WHAT YOU WILL DO:
A) Reproduce the Blue Trash album page word for word, from "Album Notes" down to "you’ve heard before.".
B) Carry on writing the Blue Trash album page from the point where it stops.

SELECTED TEXT:
☆ ☆ ☆
Genre: Blues: Acoustic Blues
Release Date: 2003
Blue Trash Record Label: Scratchy Records
  • Download Album (MP3) - $9.99
  • Buy CD - $14.99
Preview Song Name Time Format Price Select
Blue Trash 6:29 $0.99
Train Done Gone 4:30 $0.99
The Massey Ferguson Blues 3:54 $0.99
You Don't Care 3:48 $0.99
Buring Through Time 4:48 $0.99
Garbage Man Blues 3:19 $0.99
Where Did The Money Go? 3:05 $0.99
Oklahoma Stardust Blues 3:38 $0.99
Junk Mail Blues 3:24 $0.99
Too Much Trouble 2:56 $0.99
Seven Little Words 4:17 $0.99
Grampa Was A Moonshiner 5:45 $0.99
Waitin' For The Wind 6:03 $0.99
Layin' Down Lincolns 6:10 $0.99
preview all songs

Album Notes

Blue Trash

With “Blue Trash” the Spikedrivers have taken all of their many and highly diverse influences and blended them into something that is uniquely their own. With their roots still firmly in the delta they have managed to create a sound that is traditional, very contemporary and unlike anything you’ve heard before.
☆ ☆ ☆
RECORDED DATA:

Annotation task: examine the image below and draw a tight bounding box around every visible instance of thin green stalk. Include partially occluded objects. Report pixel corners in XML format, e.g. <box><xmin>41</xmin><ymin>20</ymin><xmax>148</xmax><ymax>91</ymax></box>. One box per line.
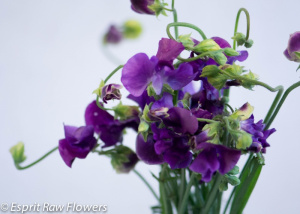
<box><xmin>201</xmin><ymin>173</ymin><xmax>222</xmax><ymax>214</ymax></box>
<box><xmin>167</xmin><ymin>22</ymin><xmax>207</xmax><ymax>40</ymax></box>
<box><xmin>233</xmin><ymin>8</ymin><xmax>250</xmax><ymax>50</ymax></box>
<box><xmin>104</xmin><ymin>65</ymin><xmax>124</xmax><ymax>83</ymax></box>
<box><xmin>133</xmin><ymin>169</ymin><xmax>160</xmax><ymax>203</ymax></box>
<box><xmin>265</xmin><ymin>81</ymin><xmax>300</xmax><ymax>130</ymax></box>
<box><xmin>178</xmin><ymin>172</ymin><xmax>196</xmax><ymax>214</ymax></box>
<box><xmin>15</xmin><ymin>147</ymin><xmax>58</xmax><ymax>170</ymax></box>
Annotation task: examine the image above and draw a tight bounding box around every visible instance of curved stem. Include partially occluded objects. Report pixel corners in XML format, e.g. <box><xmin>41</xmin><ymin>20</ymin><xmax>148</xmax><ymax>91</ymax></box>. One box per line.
<box><xmin>167</xmin><ymin>22</ymin><xmax>207</xmax><ymax>40</ymax></box>
<box><xmin>265</xmin><ymin>81</ymin><xmax>300</xmax><ymax>129</ymax></box>
<box><xmin>15</xmin><ymin>146</ymin><xmax>58</xmax><ymax>170</ymax></box>
<box><xmin>104</xmin><ymin>65</ymin><xmax>124</xmax><ymax>83</ymax></box>
<box><xmin>133</xmin><ymin>169</ymin><xmax>160</xmax><ymax>203</ymax></box>
<box><xmin>233</xmin><ymin>8</ymin><xmax>250</xmax><ymax>50</ymax></box>
<box><xmin>178</xmin><ymin>172</ymin><xmax>196</xmax><ymax>214</ymax></box>
<box><xmin>201</xmin><ymin>173</ymin><xmax>222</xmax><ymax>214</ymax></box>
☆ ☆ ☆
ANSWERS PROVIDED:
A)
Album Notes

Blue Trash

With “Blue Trash” the Spikedrivers have taken all of their many and highly diverse influences and blended them into something that is uniquely their own. With their roots still firmly in the delta they have managed to create a sound that is traditional, very contemporary and unlike anything you’ve heard before.

B)
The fourteen original tracks showcase their considerable abilities as musicians, songwriters and arrangers. The atmospheric title track consists of no more than vocals, guitar, udu drum and washboard while tractor-driven “The Massey Ferguson Blues” is the other end of the scale. An in-your-face out and out slide guitar stomper.

Guitarist Ben Tyzack is the main vocalist and songwriter but bassist Constance Redgrave and drummer/percussionist Maurice McElroy share lead vocal and song writing duties. Constance with the torchy “You Don’t Care” and “Grampa Was A Moonshiner”, an angry take on her family’s experience of the Depression, and Maurice’s light-hearted takes on modern life, “Where Did The Money Go?” and “Junk Mail Blues”.

Tyzack’s exceptional slide and finger picking guitar work is complemented perfectly by the rock-solid rhythm section of Redgrave and McElroy. These guys have paid their dues and it shows. At the same time they never let the playing get in the way of the songs.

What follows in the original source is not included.